(WHAT YOU SHOULD DO) What lines below contain the string "license"? List them all.

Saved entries
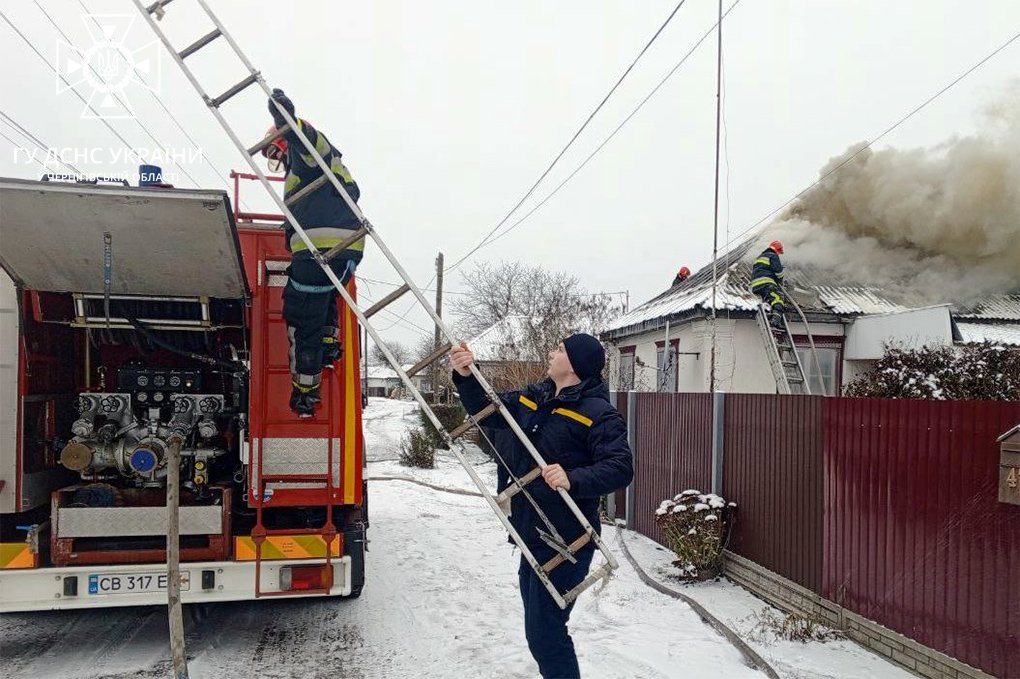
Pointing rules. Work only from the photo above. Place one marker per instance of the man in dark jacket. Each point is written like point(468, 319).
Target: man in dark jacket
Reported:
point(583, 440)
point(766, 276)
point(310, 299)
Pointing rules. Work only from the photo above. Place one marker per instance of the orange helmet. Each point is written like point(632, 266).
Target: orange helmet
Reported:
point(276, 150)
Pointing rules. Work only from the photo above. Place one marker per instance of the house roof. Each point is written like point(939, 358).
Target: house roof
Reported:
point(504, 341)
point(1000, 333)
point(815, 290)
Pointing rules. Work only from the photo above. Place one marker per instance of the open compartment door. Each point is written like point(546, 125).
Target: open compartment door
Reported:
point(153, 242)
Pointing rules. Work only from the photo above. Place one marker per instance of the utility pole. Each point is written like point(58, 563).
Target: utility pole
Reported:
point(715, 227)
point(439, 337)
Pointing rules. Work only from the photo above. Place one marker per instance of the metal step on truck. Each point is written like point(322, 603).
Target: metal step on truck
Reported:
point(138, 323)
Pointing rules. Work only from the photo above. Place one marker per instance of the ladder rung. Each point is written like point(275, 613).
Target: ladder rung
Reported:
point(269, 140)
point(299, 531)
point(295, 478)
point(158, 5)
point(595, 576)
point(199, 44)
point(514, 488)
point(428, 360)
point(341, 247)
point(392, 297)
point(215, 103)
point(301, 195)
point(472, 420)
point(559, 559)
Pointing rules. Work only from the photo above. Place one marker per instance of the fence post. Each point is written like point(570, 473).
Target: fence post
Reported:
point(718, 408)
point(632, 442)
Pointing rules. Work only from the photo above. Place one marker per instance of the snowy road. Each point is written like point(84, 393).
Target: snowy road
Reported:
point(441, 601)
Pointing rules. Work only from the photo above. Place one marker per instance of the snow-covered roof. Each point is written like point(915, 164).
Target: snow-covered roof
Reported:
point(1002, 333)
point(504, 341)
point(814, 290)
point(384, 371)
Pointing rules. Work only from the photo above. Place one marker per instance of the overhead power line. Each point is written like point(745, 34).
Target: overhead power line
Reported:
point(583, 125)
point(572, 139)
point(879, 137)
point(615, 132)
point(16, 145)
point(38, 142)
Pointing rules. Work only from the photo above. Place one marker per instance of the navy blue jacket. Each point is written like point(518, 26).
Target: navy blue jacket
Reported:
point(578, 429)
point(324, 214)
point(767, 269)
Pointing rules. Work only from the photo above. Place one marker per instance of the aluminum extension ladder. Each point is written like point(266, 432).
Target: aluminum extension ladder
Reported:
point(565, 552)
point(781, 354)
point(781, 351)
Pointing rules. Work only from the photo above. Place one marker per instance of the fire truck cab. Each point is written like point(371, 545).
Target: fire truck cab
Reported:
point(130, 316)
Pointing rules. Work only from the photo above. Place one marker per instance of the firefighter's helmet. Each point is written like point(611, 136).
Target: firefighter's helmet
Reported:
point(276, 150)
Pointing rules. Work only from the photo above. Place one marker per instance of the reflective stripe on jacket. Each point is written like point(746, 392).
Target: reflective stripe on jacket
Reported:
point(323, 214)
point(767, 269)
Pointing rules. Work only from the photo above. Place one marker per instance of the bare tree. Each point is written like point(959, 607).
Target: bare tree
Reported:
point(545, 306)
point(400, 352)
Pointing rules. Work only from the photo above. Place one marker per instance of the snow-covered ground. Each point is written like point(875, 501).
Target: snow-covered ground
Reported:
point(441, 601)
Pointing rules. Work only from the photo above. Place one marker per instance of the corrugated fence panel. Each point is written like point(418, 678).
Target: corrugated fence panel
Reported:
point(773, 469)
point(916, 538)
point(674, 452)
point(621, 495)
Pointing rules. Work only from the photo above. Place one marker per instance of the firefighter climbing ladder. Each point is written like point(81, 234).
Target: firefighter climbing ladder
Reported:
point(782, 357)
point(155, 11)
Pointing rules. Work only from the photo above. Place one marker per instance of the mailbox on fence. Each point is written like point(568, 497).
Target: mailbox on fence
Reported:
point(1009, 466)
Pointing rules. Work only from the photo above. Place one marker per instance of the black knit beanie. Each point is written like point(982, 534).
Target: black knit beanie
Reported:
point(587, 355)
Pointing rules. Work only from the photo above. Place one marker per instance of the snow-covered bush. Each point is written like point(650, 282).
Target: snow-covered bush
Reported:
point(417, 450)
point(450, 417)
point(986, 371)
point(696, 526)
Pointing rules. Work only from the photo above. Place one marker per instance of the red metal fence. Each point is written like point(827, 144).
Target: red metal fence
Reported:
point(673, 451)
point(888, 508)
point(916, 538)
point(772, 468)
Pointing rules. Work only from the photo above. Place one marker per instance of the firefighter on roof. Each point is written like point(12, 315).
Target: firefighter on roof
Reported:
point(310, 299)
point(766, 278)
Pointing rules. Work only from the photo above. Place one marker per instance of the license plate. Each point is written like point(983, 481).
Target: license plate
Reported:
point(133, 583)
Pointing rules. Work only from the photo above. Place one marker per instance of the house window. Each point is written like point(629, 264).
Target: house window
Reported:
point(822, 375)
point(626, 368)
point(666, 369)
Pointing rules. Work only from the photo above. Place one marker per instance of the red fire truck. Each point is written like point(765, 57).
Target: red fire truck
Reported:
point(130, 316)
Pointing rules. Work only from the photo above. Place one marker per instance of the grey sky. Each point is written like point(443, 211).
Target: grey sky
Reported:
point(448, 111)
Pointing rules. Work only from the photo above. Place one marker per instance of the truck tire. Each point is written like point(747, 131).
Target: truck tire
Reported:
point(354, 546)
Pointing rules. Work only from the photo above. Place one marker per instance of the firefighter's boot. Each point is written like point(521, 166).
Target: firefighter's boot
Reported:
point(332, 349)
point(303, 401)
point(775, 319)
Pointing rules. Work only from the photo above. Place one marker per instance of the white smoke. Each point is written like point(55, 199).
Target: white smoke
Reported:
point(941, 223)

(ANSWER TO THE PROBLEM)
Pointing rules. Work only from the photo above. Place one marker per instance of the license plate. Each point is written like point(983, 481).
Target: license plate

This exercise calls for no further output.